Document Type: Original Article

Authors

1 Dental Student, Student's Research Committee, Babol University of Medical Sciences, Babol, Iran.

2 Cellular and Molecular Biology Research Center, Health Research Institute, Babol University of Medical Sciences, Babol, Iran.

3 Non-Communicable Pediatric Diseases Research Center, Health Research Institute, Babol University of Medical Sciences, Babol, Iran.

4 Clinical Biochemistry, Babol University of Medical Sciences, Babol, Iran.

5 ral Health Research Center, Dept. of Pediatric Dentistry, Faculty of Dentistry, Babol University of Medical Sciences, Babol, Iran.

6 Biostatistics & Epidemiology, Medicine Faculty, Babol University of Medical Sciences, Babol, Iran.

10.30476/dentjods.2020.84180.1075

Abstract

Statement of the Problem: Alteration in salivary composition and its effect on the oral cavity in diabetic child patients remains equivocal.

EXTRACTED MATERIAL
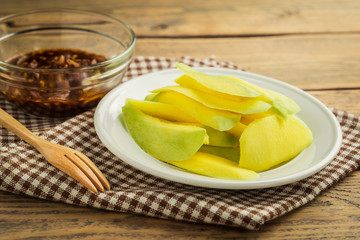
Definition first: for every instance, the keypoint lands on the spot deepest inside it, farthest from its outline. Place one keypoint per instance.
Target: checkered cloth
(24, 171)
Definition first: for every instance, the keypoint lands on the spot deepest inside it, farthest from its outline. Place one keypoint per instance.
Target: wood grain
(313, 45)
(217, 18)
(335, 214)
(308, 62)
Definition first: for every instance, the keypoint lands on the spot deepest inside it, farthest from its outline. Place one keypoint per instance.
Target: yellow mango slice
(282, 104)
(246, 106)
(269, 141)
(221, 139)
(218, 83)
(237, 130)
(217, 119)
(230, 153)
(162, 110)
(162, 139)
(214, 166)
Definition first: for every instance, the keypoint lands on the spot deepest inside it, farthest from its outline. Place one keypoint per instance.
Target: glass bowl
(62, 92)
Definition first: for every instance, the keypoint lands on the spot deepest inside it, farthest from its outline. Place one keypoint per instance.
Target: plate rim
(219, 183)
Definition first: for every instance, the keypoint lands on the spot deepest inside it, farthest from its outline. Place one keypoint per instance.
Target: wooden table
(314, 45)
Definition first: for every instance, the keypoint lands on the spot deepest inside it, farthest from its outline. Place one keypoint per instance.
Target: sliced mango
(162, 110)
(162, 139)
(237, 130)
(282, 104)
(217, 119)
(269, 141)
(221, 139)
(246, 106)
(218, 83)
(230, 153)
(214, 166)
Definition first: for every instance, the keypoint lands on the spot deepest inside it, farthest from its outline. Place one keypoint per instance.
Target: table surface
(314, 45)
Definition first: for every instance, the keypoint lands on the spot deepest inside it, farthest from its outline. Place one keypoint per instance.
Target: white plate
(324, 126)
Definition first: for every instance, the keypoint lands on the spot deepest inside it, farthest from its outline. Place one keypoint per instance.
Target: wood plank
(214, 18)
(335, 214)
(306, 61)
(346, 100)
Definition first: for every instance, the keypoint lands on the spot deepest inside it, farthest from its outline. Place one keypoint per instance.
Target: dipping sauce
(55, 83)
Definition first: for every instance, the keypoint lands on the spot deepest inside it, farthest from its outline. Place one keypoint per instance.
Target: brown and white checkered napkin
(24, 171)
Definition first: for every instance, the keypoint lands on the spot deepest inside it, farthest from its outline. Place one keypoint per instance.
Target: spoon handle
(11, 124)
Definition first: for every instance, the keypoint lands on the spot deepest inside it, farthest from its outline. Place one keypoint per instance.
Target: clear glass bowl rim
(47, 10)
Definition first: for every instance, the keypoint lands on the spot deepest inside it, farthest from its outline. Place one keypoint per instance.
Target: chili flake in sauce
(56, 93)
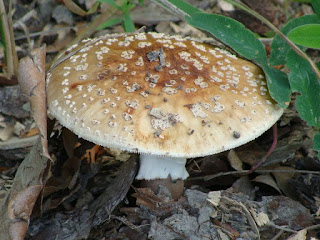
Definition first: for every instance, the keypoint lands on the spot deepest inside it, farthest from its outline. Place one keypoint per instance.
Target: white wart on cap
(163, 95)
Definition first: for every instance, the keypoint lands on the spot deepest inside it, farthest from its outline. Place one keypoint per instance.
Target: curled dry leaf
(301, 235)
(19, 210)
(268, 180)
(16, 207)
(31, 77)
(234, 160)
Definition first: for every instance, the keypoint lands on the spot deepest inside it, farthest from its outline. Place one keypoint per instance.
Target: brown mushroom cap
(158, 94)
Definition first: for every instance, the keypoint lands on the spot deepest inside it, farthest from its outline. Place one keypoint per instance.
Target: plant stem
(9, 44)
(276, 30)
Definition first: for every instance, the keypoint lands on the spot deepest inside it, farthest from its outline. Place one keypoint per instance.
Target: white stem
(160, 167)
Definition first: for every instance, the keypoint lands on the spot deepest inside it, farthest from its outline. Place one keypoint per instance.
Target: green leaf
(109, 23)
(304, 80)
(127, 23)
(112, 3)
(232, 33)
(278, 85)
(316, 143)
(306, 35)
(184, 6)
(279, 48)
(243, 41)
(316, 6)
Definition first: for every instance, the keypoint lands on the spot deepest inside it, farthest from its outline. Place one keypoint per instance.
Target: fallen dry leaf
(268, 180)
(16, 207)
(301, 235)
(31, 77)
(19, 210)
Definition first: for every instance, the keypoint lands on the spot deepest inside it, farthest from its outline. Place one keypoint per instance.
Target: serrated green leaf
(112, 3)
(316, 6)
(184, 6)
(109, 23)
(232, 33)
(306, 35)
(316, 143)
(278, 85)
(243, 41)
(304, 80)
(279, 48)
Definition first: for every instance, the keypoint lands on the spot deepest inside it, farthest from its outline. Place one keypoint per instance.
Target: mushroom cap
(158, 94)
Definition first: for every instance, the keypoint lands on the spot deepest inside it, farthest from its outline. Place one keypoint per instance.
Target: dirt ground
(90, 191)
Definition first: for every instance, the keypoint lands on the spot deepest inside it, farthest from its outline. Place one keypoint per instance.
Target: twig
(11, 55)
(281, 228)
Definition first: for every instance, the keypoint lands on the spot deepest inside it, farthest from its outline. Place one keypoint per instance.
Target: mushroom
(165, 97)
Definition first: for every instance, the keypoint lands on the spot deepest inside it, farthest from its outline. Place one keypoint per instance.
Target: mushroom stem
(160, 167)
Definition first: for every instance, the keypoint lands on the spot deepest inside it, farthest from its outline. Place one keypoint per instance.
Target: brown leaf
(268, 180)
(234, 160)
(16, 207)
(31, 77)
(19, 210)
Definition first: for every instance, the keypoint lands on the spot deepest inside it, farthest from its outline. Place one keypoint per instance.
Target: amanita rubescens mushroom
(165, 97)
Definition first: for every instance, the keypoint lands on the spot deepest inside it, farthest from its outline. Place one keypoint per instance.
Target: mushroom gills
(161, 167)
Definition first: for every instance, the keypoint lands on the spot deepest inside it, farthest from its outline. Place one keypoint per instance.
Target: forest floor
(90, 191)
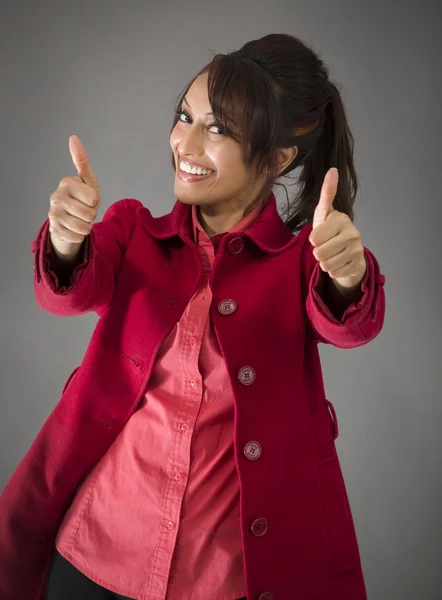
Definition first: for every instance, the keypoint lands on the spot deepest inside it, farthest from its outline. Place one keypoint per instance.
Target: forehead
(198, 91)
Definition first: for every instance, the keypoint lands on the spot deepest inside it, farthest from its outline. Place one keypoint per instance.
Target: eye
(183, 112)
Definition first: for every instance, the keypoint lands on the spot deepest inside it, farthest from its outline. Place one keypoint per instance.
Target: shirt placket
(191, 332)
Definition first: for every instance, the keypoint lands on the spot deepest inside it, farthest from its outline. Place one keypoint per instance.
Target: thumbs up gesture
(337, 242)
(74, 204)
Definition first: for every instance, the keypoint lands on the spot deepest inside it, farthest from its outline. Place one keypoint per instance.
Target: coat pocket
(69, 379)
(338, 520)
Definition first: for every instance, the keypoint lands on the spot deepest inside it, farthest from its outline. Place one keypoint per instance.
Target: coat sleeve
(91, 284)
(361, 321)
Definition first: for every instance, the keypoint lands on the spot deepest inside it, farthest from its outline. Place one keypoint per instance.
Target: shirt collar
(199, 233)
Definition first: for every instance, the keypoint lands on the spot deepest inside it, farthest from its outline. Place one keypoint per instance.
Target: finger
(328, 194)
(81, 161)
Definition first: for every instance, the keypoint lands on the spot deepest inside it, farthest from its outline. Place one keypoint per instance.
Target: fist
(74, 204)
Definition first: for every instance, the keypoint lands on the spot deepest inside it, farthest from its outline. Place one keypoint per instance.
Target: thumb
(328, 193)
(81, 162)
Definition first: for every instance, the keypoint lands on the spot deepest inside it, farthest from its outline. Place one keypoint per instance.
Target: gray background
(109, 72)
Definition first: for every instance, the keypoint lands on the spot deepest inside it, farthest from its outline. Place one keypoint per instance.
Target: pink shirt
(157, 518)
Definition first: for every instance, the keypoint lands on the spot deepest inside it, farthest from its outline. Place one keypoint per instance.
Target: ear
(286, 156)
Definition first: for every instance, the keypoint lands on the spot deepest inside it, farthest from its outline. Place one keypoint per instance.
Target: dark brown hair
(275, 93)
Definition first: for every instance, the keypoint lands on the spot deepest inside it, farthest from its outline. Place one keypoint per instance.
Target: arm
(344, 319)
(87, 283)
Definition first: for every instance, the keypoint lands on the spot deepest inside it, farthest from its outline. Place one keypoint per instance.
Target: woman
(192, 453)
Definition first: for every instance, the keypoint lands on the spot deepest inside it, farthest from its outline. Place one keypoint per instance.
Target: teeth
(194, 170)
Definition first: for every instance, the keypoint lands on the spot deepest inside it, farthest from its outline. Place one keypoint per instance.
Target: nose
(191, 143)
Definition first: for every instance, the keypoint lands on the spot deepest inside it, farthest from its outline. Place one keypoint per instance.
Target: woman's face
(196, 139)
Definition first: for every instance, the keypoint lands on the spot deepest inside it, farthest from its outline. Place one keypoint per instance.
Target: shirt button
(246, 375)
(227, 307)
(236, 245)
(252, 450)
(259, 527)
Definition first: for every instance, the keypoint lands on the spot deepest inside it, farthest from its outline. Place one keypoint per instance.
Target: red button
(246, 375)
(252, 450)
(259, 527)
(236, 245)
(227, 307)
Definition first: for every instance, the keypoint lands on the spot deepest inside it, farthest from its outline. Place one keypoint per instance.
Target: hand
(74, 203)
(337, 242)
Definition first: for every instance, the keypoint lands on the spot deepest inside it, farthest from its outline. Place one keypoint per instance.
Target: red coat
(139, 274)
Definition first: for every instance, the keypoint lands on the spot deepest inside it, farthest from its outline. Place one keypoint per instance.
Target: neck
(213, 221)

EXERCISES
[a] Summarize the article excerpt on saliva in diabetic children in two sentences.
[b] Write the next part of the article excerpt on saliva in diabetic children, picking up right after its opening abstract sentence.
The records were taken from a separate source.

ANSWER SECTION
[a] This original article lists authors affiliated with several research centers and departments of Babol University of Medical Sciences in Babol, Iran. Its abstract opens by stating that changes in salivary composition and their effect on the oral cavity in diabetic child patients remain equivocal.

[b]
Purpose: This study was done to assess the relationship between salivary factors and gingival status in children with type-1 Diabetes Mellitus (DM).
Materials and Method: In this cross-sectional study,120 subjects aged 6-16 years (60 well-controlled and poorly-controlled diabetics and 60 healthy individuals) were examined to determine the gingival index (GI) and plaque index (PI). The unstimulated saliva samples were collected to measure the salivary triglyceride, Cholesterol, Albumin, α-Amylase, total protein levels by the laboratory kits. Total antioxidant capacity and the free radicals scavenger index were measured by the Ferric Reducing Ability Of Plasma (FRAP) and 1,1-Diphenyl-2-picryl-hydrazyl (DPPH) assays, respectively. Data were analyzed by parametric and non-parametric, Pearson correlation, and T-tests at a 5% error level.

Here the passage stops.